Start of Information shown

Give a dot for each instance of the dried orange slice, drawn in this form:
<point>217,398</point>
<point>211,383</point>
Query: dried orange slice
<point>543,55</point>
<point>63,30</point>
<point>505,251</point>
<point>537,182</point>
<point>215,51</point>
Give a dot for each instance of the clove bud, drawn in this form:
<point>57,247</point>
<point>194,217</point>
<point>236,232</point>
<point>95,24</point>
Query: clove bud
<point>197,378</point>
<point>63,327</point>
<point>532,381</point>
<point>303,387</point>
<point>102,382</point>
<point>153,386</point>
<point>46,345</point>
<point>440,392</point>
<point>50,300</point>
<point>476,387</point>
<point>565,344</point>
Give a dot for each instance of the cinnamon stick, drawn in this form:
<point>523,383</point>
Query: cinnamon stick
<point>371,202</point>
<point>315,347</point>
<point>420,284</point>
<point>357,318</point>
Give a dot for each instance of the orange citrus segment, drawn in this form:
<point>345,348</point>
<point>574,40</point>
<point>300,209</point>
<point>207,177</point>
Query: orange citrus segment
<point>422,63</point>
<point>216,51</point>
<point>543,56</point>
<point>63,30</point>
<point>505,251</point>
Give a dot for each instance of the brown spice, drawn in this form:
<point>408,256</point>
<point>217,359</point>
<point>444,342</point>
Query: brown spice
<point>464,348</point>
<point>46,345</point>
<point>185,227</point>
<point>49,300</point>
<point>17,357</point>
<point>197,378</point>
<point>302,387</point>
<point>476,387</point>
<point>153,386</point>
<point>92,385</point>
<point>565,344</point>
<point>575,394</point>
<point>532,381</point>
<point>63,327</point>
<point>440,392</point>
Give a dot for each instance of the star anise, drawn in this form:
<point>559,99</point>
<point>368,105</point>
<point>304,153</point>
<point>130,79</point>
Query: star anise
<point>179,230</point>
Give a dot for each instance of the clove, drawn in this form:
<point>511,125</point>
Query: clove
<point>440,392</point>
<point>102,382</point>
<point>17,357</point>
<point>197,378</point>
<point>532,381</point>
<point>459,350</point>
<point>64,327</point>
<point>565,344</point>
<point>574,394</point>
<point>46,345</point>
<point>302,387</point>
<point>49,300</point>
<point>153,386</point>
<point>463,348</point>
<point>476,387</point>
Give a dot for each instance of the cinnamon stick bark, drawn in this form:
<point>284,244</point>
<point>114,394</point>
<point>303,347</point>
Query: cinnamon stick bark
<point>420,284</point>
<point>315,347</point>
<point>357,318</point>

End of Information shown

_Direction:_ Write out the item lines above word for word. Begin at the line that has "Give a dot for each instance of the star" and stop after the line that has "<point>179,230</point>".

_Task answer:_
Give a dot for each instance of the star anise, drawn in this form:
<point>559,99</point>
<point>368,105</point>
<point>304,153</point>
<point>130,79</point>
Query: star anise
<point>179,230</point>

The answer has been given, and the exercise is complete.